_PASSAGE FOR REVIEW:_
....................
The end is Nye, by Philip Johnston

20 Aug 09
PHILIP JOHNSTON| Since Aneurin Bevan established the NHS in 1948, questioning its future has been taboo. But the debate has opened up a can of worms here over US health care

Since Aneurin Bevan established the NHS in 1948, questioning its future has been taboo. But the debate has opened up a can of worms here over US health care

There is no issue in British politics more toxic than the NHS. Even now, 60 years after its foundation, to criticise it is tantamount to treason. Andy Burnham, the health secretary, went so far as to accuse Daniel Hannan, the Conservative MEP, of being ‘unpatriotic’ for making critical comments about the NHS on US television. Such a charge would never be levelled at a politician who, say, argued for elected police commissioners or a tougher line on immigration.

The capacity of the NHS to provoke more than the usual cut and thrust of political discourse was apparent even before it opened for business in 1948. Aneurin Bevan, the first post-war health minister, described the Tories as ‘lower than vermin’ for opposing the legislation that established it. The service also went spectacularly over budget almost immediately as doctors began to tackle the accumulated backlog of untreated conditions. Yet writing just ten years after its foundation, one US academic observed that it was ‘accepted as an altogether natural feature of the British landscape, almost a part of the constitution’.

It is this talismanic quality that has made governments down the years so terrified of reforming the NHS – and opposition parties so adept at exploiting any shortcomings. Opinion polls consistently place the NHS near the top of the list of voter priorities, and woe betide any party that fails to heed signs of dissatisfaction.

Even so radical a reformer as Margaret Thatcher dared only to tinker with the structure, introducing an internal market and management reforms but retaining the overriding principle that public health care should be ‘free to all at the point of use’. Spending on the NHS throughout the Tory years in office between 1979 and 1997 also continued to grow in real terms, if not as fast as it did subsequently under Labour.

In that sense, then, the current Tory leadership is doing nothing that their predecessors did not do. Those on the party Right who despair at the inability of Conservative leader David Cameron et al to comprehend the need to go back to first principles with health care and its funding should consider that even Thatcher dipped her toe in the water only late in her premiership.
....................
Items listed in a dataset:
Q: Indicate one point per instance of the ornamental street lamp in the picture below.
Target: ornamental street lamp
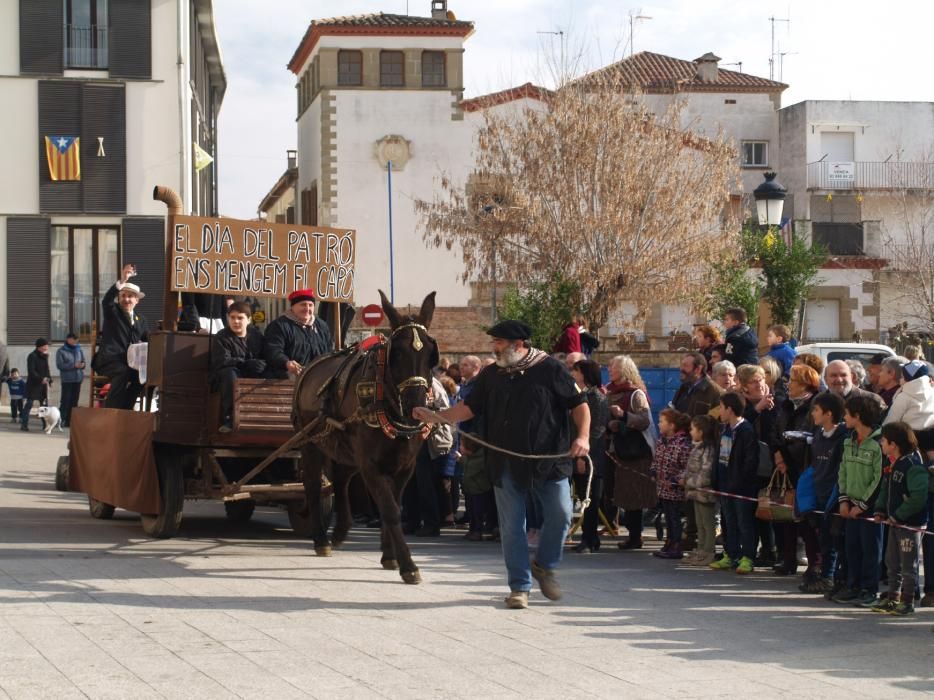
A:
(770, 200)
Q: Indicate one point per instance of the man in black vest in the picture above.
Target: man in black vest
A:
(296, 337)
(122, 327)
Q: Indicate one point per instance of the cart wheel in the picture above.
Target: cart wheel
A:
(240, 511)
(61, 474)
(100, 510)
(299, 517)
(172, 487)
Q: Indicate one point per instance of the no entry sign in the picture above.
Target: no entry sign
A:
(372, 315)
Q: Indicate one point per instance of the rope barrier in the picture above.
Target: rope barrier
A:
(723, 494)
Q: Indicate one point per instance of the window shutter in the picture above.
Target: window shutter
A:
(41, 36)
(103, 178)
(144, 246)
(29, 268)
(130, 39)
(59, 115)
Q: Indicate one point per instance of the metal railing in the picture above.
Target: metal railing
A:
(86, 47)
(868, 175)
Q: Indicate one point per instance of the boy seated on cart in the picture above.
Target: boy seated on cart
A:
(236, 351)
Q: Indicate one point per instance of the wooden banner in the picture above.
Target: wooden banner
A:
(255, 258)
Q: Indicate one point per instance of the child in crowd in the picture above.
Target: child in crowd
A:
(826, 451)
(779, 349)
(859, 480)
(736, 474)
(697, 478)
(17, 387)
(668, 466)
(902, 501)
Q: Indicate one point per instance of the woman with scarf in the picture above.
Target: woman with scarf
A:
(633, 487)
(791, 458)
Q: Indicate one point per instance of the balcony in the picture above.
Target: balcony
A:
(867, 175)
(839, 238)
(86, 47)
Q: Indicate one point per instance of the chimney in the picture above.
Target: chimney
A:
(708, 70)
(439, 9)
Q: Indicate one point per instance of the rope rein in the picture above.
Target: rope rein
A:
(585, 501)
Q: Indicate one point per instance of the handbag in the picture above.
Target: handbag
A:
(805, 494)
(776, 501)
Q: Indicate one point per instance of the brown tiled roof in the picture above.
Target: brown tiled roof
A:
(381, 19)
(377, 23)
(528, 90)
(654, 72)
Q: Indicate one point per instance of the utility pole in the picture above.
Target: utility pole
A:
(773, 20)
(633, 16)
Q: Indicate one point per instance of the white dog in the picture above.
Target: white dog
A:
(52, 417)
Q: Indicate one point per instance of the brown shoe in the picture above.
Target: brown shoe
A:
(547, 582)
(517, 600)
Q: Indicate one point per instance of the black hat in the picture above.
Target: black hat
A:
(510, 330)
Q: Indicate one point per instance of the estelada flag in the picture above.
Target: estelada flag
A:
(64, 156)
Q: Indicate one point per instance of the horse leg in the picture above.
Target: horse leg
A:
(386, 491)
(312, 467)
(342, 477)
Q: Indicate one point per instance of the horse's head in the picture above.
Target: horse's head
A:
(412, 354)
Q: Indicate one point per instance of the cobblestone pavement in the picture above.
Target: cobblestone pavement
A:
(92, 608)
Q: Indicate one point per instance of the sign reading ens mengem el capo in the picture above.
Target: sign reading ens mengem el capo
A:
(254, 258)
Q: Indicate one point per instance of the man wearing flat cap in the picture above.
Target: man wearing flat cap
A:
(525, 399)
(296, 337)
(122, 327)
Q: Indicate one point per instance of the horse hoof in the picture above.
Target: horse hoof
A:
(412, 576)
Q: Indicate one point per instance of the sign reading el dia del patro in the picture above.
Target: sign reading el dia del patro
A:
(254, 258)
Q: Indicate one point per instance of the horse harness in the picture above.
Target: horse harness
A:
(376, 407)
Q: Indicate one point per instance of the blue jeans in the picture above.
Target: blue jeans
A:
(863, 554)
(554, 499)
(927, 547)
(741, 532)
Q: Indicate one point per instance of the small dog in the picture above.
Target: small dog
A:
(52, 417)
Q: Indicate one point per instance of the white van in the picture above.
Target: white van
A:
(863, 352)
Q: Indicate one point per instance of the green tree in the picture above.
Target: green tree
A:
(546, 306)
(789, 270)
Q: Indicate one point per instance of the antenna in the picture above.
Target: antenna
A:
(772, 55)
(634, 15)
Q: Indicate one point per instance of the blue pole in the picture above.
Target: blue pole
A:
(392, 279)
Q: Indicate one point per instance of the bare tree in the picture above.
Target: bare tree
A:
(908, 281)
(628, 204)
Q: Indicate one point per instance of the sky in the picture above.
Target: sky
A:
(833, 50)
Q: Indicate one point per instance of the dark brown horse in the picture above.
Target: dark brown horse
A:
(362, 400)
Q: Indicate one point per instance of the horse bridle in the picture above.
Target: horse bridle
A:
(400, 427)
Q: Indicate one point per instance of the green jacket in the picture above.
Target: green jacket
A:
(860, 471)
(904, 491)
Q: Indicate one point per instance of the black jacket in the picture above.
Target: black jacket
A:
(742, 345)
(287, 340)
(37, 368)
(117, 334)
(739, 476)
(243, 354)
(526, 412)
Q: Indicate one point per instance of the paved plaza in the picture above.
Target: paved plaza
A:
(94, 609)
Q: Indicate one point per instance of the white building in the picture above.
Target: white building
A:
(373, 90)
(853, 169)
(137, 83)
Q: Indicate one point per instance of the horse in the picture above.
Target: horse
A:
(361, 401)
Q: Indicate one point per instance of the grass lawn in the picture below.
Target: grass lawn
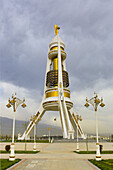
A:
(94, 152)
(27, 141)
(5, 163)
(103, 164)
(20, 152)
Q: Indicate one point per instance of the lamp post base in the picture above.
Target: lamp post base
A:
(12, 154)
(98, 156)
(77, 150)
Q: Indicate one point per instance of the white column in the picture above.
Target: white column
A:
(12, 154)
(98, 156)
(60, 91)
(77, 139)
(34, 148)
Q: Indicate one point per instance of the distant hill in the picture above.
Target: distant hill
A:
(42, 129)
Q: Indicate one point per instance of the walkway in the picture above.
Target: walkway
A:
(56, 156)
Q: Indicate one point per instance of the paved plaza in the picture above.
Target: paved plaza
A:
(57, 156)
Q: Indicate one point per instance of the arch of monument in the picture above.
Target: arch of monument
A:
(56, 92)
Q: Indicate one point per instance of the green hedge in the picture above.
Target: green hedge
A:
(103, 164)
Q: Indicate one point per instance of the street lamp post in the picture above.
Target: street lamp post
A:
(15, 102)
(78, 118)
(95, 101)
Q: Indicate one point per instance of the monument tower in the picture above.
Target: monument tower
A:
(56, 92)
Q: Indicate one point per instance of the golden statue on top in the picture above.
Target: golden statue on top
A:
(56, 29)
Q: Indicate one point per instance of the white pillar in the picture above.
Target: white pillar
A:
(60, 91)
(98, 156)
(77, 139)
(34, 148)
(12, 154)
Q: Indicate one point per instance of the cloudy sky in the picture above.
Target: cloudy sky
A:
(26, 29)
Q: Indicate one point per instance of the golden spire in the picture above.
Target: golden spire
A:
(56, 29)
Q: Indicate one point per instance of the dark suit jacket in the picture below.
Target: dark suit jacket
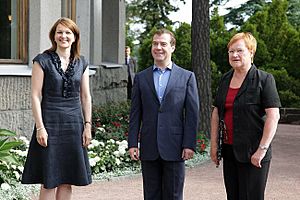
....................
_YOUR GOAL:_ Go on with the article about the politics of the NHS, starting right after its last paragraph.

_ANSWER FOR THE TASK:_
Even without questioning the fundamentals of the NHS she was nevertheless required to defend herself and her party from constant accusations of preparing to dismantle it. As she told the Tory conference in 1983: ‘The NHS is safe in our hands.’
Here we are a quarter of a century later and the same argument is being had. Cameron was highly irritated by Hannan’s comments. But this stemmed as much from his concern that they would jeopardise efforts to neutralise the NHS as an electoral issue as from a difference of opinion (though the Tory leader does evince the passionate affection for the NHS often felt by those who have had long personal experience of its ministrations).

The big difference this time is that changing demographics and levels of demand not foreseen in the mid-1980s – let alone in the late 1940s – are placing financial pressure on the public purse that will shortly have a serious impact on the NHS and cannot be ignored. Probably for the first time in its history, the NHS is about to go through a period of rising demand and no extra money. A recent study suggested a best-case shortfall of some £6.4bn and a worst case of £32bn at today’s prices by 2017.

With such pressures on the system, it is not going to be possible to avoid proper debate about co-payments and other means of bringing more money into the system. The question it will be impossible to duck is whether preserving one of the NHS’s fundamental values – its universality – can be achieved only by sacrificing another: free at the point of use.

Hannan’s offence was to compare the NHS unfavourably to a US system that lets down a large number of people unable to afford insurance. He might have been branded an eccentric by his own party leader – but he has opened up a debate that cannot be closed down.